* TASK REQUIREMENTS
Once you reach the line that contains "Each instance receives one keypoint. Mark the wooden fence rail", retype it and every line after it exactly, ending with the last line of the entries.

* SUPPLIED MATERIAL
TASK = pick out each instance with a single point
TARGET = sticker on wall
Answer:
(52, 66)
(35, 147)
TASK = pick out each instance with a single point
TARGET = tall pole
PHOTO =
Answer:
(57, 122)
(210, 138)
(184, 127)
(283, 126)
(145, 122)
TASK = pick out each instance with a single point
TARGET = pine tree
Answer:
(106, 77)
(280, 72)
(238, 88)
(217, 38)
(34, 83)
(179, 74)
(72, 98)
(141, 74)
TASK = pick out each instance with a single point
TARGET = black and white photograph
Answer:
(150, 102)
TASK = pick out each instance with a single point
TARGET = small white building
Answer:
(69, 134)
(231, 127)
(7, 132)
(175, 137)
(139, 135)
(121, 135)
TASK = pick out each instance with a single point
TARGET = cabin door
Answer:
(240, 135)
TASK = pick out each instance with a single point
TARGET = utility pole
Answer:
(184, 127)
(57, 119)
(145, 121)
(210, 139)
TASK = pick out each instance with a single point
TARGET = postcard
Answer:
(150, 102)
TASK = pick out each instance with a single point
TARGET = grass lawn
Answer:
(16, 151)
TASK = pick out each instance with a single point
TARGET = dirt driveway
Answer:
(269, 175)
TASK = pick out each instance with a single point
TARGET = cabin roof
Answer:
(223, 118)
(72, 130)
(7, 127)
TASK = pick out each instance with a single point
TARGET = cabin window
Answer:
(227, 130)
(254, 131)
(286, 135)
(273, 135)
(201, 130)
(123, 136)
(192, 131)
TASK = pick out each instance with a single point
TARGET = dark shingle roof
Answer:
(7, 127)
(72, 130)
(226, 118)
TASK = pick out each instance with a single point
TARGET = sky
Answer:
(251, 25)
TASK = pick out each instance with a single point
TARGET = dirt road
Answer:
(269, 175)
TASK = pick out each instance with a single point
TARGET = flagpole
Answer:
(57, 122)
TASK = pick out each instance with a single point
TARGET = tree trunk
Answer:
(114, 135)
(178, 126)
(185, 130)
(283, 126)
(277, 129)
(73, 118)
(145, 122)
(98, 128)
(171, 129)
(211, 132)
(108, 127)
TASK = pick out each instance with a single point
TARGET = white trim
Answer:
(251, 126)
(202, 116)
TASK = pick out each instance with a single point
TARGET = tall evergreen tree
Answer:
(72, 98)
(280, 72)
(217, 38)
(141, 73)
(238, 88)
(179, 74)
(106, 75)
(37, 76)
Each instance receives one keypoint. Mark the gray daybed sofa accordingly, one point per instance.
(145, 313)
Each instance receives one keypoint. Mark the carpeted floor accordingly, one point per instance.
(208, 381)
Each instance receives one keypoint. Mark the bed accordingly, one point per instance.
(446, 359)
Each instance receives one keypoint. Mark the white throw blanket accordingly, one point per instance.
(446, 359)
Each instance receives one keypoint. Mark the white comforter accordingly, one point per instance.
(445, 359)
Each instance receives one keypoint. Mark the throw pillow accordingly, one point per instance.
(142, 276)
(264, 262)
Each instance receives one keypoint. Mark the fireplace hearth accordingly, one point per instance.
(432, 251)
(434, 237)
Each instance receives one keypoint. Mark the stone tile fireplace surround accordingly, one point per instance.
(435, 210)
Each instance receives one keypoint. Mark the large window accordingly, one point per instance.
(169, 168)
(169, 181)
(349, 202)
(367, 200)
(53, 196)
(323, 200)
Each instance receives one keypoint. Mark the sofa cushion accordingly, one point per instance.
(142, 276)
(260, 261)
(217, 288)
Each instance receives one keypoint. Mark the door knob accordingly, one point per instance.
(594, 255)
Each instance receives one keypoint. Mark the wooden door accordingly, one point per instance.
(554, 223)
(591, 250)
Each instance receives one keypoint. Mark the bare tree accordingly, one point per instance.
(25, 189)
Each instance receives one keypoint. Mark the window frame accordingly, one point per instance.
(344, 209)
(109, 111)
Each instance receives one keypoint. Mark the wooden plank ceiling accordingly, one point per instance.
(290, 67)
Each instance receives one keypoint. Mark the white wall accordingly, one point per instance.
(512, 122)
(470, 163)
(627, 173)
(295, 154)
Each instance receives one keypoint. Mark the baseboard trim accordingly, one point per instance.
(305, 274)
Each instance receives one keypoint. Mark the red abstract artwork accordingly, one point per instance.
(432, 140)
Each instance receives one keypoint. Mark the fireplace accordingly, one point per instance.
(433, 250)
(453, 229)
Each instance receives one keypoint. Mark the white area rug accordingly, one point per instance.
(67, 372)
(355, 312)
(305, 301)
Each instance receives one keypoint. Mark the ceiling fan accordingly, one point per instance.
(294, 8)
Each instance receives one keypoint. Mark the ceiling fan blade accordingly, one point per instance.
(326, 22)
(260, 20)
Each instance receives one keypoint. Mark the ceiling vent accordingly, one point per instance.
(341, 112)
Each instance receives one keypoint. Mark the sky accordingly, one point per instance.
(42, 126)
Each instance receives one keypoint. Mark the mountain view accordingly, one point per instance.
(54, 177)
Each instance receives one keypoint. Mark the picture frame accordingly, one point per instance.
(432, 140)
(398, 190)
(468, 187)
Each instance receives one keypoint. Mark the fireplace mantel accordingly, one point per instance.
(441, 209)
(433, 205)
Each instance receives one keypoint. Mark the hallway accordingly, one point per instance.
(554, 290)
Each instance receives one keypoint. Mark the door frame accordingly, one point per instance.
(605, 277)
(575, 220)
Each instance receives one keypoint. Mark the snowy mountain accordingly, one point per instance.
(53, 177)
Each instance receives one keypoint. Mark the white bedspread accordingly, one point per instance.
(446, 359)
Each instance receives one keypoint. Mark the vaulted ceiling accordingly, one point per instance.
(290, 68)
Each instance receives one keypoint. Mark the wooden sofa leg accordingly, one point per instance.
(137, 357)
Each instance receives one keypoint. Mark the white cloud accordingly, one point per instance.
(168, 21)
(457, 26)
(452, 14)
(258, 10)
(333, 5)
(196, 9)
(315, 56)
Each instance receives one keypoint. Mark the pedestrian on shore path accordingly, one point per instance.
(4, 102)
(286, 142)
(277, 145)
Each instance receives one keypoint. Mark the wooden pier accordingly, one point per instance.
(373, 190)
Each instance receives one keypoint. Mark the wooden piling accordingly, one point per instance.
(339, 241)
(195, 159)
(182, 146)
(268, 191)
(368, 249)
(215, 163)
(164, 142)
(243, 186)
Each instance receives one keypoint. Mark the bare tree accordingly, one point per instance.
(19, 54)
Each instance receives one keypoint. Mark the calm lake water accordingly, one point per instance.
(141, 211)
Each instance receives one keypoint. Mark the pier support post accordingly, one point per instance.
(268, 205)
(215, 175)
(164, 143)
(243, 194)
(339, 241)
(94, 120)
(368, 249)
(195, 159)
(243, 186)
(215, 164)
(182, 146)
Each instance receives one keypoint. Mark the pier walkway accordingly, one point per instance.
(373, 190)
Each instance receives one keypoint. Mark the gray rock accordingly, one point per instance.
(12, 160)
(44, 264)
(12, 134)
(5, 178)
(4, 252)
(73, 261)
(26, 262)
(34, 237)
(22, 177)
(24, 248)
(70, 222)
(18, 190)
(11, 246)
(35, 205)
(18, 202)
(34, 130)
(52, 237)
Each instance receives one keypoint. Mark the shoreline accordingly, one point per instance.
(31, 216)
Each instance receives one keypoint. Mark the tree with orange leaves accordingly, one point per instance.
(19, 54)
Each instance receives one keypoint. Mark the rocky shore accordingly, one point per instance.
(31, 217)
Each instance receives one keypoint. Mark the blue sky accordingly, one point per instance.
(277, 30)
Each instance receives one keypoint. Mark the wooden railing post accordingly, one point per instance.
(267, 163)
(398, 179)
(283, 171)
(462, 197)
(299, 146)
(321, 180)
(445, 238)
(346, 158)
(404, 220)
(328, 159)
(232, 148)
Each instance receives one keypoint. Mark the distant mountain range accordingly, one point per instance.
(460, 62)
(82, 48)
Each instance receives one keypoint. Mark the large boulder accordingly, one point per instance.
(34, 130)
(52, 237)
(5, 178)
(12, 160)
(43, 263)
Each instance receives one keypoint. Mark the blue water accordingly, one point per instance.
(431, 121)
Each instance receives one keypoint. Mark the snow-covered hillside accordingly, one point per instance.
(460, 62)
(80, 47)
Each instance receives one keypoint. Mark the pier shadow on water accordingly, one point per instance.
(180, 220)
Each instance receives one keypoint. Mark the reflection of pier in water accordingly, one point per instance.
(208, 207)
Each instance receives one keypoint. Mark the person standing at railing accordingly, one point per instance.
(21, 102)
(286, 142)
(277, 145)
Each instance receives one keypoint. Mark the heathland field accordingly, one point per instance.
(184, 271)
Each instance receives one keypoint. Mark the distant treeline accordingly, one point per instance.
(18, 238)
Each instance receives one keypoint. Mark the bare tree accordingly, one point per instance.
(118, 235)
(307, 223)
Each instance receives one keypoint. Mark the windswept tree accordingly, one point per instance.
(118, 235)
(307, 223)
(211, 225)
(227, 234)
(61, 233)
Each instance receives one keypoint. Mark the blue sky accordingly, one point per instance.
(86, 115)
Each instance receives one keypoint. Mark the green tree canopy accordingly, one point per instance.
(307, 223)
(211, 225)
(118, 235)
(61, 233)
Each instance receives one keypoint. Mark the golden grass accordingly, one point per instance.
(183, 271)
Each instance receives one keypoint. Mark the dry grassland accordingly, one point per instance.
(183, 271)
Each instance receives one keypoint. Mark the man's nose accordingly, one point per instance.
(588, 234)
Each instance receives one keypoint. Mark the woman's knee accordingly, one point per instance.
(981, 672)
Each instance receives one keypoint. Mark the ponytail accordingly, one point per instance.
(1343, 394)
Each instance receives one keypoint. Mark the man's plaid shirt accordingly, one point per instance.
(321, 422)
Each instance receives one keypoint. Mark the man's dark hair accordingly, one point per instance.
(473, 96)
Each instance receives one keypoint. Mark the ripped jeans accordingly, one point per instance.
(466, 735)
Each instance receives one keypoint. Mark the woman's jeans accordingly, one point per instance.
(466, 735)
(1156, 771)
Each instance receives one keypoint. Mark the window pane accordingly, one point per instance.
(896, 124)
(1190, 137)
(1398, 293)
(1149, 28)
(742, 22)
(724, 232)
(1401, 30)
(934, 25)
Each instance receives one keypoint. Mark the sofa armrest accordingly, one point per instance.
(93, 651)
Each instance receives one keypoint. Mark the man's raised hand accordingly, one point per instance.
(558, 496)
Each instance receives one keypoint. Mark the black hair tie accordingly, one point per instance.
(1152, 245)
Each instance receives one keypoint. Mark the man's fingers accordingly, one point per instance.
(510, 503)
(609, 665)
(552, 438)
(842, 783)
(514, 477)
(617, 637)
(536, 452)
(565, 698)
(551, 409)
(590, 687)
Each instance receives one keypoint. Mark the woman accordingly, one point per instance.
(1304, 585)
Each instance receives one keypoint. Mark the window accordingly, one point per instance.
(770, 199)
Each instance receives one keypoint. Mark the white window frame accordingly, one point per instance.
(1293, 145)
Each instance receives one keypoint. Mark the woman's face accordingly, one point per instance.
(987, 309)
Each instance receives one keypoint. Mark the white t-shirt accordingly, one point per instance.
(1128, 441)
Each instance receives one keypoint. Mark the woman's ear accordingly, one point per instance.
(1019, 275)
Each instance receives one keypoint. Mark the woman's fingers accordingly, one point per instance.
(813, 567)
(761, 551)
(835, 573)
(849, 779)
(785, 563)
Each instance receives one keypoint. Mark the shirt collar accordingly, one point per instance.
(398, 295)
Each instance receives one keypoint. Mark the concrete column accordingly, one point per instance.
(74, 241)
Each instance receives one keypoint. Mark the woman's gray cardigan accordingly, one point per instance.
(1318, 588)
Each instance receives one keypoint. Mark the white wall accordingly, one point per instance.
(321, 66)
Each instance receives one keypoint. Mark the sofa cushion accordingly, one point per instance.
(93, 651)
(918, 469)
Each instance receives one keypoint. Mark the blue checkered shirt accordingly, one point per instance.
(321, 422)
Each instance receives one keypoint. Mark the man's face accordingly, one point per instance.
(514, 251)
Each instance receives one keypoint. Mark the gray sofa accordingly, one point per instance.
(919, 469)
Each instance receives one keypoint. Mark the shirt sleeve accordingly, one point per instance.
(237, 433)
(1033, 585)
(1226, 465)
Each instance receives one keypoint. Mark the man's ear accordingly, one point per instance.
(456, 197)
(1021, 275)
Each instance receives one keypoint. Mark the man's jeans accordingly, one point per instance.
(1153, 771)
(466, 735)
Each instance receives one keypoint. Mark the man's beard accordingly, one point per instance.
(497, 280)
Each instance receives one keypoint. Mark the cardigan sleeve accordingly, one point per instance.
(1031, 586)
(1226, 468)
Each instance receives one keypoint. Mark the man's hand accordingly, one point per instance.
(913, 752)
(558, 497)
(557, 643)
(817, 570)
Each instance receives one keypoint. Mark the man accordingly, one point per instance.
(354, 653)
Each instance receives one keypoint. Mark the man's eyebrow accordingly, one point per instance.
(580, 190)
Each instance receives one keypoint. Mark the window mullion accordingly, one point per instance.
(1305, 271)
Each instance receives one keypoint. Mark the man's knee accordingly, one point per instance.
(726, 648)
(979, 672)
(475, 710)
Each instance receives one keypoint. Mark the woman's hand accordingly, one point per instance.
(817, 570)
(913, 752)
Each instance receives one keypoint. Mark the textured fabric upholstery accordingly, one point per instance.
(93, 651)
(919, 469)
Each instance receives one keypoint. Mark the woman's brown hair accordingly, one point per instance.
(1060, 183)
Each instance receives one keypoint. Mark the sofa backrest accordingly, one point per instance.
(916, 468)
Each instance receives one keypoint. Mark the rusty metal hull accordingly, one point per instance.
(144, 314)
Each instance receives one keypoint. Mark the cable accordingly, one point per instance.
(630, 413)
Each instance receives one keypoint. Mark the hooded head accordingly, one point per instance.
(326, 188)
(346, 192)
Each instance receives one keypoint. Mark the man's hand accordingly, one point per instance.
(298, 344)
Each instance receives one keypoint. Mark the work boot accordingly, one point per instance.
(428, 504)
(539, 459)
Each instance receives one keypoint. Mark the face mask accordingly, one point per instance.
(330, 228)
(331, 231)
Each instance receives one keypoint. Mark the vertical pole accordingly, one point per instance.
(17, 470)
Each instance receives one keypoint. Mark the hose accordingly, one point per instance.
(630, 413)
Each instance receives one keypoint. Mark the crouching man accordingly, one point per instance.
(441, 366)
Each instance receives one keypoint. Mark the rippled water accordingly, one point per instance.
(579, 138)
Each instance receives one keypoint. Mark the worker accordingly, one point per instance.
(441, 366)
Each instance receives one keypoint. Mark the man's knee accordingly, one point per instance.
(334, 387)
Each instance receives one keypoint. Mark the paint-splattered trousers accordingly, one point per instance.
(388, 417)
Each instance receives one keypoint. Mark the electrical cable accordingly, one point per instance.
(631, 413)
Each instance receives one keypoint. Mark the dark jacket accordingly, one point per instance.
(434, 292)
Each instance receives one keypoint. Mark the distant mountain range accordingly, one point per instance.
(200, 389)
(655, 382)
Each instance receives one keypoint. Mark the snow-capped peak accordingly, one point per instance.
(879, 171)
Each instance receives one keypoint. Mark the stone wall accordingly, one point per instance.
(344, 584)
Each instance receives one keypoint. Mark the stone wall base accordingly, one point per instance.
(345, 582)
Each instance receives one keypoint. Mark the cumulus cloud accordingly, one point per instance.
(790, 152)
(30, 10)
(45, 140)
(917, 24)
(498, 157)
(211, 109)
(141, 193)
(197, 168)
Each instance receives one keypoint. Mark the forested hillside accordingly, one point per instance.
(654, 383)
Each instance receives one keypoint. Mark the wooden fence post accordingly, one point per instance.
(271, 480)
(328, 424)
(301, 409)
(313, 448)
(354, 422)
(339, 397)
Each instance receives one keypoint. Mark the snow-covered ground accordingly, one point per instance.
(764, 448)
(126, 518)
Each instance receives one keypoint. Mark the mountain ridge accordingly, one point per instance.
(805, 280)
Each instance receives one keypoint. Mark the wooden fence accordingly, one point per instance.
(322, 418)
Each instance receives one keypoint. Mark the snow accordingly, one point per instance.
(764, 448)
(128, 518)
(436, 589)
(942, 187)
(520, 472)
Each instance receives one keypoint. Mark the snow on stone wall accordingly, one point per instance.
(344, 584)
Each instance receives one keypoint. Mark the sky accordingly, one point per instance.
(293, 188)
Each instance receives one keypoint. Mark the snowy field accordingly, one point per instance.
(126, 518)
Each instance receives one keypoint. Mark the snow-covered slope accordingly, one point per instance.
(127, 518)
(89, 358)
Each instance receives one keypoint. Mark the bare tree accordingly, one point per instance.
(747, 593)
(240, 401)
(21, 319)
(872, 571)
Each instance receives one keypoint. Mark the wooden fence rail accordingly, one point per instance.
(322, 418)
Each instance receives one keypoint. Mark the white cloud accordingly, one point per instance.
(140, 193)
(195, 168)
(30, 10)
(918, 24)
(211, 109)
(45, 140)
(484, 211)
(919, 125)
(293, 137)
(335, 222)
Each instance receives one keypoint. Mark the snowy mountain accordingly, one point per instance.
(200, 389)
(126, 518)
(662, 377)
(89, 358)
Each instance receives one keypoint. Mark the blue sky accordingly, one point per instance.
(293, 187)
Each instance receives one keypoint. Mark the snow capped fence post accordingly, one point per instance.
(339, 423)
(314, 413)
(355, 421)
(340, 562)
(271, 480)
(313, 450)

* SOLVED PROBLEM
Each instance receives one keypoint. Mark the wooden fence rail accordingly, one point per instance.
(322, 418)
Each instance receives one keypoint. Mark the white cloud accordingly, one point per instance.
(140, 193)
(195, 168)
(30, 10)
(918, 24)
(211, 109)
(45, 140)
(484, 211)
(919, 125)
(293, 137)
(335, 222)
Each instance receives one keypoint. Mark the snowy mountain accordingly, one point per instance.
(200, 389)
(126, 518)
(662, 377)
(89, 358)
Each instance receives one keypoint. Mark the blue sky accordingly, one point per instance.
(293, 187)
Each instance receives one keypoint. Mark the snow capped fence post accordingly, one point per instance.
(339, 423)
(314, 413)
(355, 421)
(340, 562)
(271, 480)
(313, 450)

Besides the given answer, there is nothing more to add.